> Task to complete
Reproduce, with no changes, the lines from the line with "For every instance of the calm" to the line with "x=436 y=318", both included.

─── Listing ───

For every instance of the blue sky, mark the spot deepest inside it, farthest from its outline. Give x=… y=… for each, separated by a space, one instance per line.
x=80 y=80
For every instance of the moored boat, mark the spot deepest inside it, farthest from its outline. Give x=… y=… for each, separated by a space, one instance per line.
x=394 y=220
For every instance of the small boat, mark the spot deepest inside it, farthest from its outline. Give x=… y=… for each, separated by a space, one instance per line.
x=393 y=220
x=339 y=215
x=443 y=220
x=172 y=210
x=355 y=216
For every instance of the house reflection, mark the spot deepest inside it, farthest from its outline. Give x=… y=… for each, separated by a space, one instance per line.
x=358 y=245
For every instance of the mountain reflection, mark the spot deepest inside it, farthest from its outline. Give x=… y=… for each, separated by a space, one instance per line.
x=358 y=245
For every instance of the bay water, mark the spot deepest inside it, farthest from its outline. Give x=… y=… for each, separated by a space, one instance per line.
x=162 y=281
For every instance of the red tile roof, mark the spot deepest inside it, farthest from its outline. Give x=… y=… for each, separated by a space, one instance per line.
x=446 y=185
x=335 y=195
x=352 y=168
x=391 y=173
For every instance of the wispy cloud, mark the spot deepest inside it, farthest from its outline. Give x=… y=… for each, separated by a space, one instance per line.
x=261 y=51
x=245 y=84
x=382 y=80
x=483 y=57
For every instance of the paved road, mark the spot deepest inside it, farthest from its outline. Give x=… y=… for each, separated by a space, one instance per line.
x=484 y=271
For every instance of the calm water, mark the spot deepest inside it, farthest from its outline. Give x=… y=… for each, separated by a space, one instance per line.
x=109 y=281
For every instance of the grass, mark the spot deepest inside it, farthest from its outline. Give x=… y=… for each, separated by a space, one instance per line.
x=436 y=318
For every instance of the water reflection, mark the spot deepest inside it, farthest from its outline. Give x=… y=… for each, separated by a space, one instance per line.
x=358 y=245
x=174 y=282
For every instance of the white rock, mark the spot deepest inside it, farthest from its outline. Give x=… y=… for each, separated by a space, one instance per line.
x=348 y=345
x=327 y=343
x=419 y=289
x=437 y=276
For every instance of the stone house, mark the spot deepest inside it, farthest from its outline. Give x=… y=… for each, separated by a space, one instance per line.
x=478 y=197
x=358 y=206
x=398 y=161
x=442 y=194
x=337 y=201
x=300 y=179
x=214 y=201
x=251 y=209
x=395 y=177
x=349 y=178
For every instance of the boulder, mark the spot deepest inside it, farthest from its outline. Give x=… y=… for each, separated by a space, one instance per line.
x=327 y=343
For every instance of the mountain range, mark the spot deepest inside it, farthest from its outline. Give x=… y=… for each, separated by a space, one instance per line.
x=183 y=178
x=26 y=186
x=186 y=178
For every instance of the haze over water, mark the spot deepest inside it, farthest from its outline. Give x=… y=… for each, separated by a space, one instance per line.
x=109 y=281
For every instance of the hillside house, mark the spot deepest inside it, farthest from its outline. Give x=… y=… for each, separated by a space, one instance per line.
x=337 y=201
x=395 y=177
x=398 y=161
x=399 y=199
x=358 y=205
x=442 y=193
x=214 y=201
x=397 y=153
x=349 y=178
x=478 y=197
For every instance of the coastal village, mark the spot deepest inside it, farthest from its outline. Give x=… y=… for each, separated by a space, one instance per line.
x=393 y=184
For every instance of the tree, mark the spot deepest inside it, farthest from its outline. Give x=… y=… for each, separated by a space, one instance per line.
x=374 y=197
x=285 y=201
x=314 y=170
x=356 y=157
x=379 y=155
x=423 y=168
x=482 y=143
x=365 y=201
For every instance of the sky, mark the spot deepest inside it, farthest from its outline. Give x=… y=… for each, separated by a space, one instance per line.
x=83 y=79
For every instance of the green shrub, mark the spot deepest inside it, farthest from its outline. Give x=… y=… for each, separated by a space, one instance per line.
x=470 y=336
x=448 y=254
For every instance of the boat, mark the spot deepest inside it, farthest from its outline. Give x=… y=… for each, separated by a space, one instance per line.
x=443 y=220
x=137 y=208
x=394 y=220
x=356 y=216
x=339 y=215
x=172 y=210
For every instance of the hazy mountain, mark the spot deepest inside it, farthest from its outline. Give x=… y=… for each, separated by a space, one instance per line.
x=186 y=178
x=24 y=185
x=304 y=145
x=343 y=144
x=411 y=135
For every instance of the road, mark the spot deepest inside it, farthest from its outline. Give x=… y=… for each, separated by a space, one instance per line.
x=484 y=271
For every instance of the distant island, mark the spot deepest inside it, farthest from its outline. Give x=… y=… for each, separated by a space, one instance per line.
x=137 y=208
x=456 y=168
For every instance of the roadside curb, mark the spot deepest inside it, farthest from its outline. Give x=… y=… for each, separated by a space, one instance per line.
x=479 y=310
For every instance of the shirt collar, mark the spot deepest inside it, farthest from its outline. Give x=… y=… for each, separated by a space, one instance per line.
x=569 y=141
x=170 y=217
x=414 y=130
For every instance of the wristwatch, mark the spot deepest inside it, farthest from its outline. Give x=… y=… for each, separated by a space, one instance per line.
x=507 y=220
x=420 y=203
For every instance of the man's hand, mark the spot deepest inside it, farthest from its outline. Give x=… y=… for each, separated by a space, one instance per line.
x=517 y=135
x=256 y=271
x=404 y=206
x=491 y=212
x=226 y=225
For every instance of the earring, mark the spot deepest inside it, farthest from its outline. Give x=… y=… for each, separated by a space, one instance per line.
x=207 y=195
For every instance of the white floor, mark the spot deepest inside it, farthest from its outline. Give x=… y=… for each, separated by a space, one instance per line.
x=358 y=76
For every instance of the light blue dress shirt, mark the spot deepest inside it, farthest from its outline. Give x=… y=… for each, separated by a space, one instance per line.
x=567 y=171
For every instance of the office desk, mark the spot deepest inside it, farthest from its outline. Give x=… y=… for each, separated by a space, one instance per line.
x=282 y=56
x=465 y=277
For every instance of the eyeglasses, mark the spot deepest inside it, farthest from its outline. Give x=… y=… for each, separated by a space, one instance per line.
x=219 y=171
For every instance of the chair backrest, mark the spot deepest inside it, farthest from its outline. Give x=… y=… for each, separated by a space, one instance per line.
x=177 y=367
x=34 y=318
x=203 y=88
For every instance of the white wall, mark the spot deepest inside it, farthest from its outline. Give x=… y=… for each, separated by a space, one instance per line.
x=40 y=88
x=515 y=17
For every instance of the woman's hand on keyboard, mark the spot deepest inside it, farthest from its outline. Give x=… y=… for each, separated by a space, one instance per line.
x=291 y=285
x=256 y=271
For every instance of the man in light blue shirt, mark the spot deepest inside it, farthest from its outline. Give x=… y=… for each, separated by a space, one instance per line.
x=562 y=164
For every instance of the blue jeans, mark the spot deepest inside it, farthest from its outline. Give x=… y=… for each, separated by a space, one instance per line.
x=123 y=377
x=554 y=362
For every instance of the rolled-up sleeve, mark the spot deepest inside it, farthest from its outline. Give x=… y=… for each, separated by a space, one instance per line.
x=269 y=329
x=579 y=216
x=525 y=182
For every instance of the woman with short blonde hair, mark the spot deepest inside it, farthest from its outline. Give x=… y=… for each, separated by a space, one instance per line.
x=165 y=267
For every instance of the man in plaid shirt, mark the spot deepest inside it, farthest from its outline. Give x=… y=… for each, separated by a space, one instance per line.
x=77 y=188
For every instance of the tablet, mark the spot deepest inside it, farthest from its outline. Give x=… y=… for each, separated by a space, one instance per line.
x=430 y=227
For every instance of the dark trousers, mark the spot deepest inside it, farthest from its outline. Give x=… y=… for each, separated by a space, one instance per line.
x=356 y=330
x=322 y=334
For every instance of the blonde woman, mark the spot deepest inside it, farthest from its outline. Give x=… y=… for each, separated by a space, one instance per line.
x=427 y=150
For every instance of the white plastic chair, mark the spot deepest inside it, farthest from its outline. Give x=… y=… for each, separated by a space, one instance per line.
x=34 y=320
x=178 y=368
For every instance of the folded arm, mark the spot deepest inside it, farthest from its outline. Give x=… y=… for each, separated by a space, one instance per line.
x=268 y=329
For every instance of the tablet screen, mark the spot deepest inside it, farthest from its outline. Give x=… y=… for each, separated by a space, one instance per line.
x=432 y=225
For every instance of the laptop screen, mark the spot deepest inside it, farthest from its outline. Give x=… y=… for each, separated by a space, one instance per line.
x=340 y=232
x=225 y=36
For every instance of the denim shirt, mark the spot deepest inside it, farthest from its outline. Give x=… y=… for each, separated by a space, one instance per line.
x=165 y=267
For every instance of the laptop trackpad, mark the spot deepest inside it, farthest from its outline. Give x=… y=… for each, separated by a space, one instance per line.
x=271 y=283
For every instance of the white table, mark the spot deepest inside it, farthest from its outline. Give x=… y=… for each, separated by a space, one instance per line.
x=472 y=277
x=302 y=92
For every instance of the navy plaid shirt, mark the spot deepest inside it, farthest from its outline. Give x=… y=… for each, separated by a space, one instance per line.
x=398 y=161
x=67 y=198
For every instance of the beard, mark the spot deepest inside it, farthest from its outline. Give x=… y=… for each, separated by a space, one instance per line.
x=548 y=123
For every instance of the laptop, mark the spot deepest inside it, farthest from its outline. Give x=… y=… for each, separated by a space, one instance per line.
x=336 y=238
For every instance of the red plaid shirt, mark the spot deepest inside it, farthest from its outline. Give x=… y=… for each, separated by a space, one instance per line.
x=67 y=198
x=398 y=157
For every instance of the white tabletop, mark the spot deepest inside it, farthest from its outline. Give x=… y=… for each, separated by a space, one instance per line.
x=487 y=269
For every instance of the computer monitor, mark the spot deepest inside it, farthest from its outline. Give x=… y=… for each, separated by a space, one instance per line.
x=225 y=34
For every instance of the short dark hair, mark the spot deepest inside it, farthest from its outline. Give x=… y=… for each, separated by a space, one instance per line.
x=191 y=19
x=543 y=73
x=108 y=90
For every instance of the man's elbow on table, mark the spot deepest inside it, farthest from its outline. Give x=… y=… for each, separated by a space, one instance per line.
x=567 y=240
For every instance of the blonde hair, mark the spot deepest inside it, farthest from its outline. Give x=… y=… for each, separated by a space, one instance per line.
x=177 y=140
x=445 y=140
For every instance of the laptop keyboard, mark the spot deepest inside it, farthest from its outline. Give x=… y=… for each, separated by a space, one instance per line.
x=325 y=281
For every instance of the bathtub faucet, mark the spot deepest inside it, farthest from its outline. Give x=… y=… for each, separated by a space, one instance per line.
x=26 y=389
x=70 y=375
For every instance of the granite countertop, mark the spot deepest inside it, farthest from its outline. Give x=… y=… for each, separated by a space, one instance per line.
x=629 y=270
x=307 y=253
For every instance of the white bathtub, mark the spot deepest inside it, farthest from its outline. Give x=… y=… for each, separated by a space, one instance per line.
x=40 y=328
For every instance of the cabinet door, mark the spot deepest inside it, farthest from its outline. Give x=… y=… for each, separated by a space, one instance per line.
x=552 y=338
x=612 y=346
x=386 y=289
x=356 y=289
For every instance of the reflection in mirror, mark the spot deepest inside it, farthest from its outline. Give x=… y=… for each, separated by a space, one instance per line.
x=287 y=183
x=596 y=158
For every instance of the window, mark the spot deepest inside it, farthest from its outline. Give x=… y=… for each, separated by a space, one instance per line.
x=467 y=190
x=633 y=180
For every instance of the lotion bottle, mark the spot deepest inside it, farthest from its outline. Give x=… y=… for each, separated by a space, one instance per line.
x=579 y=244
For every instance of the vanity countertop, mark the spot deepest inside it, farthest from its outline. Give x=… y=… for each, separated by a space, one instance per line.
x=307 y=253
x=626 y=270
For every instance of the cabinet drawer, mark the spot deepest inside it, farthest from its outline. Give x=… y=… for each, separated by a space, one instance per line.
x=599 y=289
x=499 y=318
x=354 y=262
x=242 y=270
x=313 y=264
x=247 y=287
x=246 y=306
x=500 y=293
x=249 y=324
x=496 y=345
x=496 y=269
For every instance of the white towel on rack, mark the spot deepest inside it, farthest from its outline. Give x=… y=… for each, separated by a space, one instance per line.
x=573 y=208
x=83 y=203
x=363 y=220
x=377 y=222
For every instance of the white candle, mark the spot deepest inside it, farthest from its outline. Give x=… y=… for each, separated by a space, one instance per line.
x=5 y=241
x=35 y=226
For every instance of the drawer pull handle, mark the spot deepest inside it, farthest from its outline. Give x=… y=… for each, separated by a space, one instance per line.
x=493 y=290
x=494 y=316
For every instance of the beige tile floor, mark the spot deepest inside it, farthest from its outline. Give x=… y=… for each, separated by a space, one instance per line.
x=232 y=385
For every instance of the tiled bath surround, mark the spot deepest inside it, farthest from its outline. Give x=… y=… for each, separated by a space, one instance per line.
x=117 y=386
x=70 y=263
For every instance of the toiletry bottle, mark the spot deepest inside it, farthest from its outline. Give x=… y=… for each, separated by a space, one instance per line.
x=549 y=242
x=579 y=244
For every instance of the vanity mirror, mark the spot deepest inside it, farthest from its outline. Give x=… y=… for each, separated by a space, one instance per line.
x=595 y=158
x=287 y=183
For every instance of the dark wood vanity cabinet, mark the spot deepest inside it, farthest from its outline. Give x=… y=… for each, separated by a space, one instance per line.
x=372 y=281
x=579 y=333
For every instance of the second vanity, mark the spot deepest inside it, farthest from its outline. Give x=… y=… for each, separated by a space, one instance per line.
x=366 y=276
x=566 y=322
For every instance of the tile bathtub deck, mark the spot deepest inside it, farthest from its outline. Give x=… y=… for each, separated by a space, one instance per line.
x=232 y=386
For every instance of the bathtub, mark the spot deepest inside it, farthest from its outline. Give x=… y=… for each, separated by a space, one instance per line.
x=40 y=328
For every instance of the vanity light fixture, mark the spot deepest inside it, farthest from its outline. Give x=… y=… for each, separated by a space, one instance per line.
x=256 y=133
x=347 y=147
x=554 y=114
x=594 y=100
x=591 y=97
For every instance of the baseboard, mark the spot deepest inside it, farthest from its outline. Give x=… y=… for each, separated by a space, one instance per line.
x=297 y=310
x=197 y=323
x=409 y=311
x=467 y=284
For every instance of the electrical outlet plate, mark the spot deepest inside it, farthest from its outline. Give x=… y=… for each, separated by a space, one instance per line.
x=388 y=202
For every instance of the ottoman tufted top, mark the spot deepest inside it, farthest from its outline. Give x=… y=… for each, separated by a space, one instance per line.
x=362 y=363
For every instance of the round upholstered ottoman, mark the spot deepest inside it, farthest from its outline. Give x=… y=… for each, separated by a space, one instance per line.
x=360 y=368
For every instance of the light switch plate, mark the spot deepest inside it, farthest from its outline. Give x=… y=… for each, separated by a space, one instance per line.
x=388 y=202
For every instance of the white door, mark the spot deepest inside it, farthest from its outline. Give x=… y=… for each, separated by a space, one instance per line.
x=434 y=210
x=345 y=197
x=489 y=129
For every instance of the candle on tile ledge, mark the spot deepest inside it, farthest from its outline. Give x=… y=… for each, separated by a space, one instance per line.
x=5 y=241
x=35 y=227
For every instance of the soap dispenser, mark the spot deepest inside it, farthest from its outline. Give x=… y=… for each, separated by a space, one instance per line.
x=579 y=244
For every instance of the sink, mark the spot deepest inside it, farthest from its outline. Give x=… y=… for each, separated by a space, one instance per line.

───

> Answer for the task
For every instance of the calm water, mark the spot deepest inside it, farthest from its outline. Give x=… y=… for each, separated by a space, one instance per line.
x=109 y=281
For every instance of the grass, mark the spot deepest inside it, farthest from its outline. Give x=… y=… for each, separated by a space, one instance per line.
x=436 y=318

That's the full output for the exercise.